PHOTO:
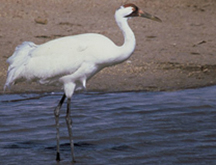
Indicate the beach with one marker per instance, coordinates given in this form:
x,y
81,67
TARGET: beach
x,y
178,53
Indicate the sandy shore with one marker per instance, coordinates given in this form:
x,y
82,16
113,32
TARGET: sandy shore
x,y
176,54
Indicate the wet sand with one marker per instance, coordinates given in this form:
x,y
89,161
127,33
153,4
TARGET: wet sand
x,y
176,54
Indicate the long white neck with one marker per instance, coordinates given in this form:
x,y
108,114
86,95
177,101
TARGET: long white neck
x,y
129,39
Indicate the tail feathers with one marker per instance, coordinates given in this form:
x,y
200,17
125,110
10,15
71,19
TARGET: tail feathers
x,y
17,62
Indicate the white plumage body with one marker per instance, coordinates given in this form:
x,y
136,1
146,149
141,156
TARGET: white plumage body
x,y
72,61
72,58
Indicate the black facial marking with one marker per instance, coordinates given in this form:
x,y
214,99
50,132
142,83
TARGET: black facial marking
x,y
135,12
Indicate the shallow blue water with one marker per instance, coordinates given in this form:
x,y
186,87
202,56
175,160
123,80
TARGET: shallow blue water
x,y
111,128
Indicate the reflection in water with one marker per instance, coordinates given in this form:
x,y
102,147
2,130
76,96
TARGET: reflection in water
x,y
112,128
--------------------------------------------------
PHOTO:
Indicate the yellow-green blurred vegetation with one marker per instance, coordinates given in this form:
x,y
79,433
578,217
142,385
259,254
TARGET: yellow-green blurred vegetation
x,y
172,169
--------------------------------------------------
— Deine Aufgabe —
Wähle aus den Zeilen oben jede aus, die die Zeichenfolge „TARGET“ enthält, und schreibe sie ab. Groß- und Kleinschreibung zählt.

— Musterlösung —
TARGET: beach
TARGET: sandy shore
TARGET: wet sand
TARGET: long white neck
TARGET: tail feathers
TARGET: white plumage body
TARGET: black facial marking
TARGET: shallow blue water
TARGET: reflection in water
TARGET: yellow-green blurred vegetation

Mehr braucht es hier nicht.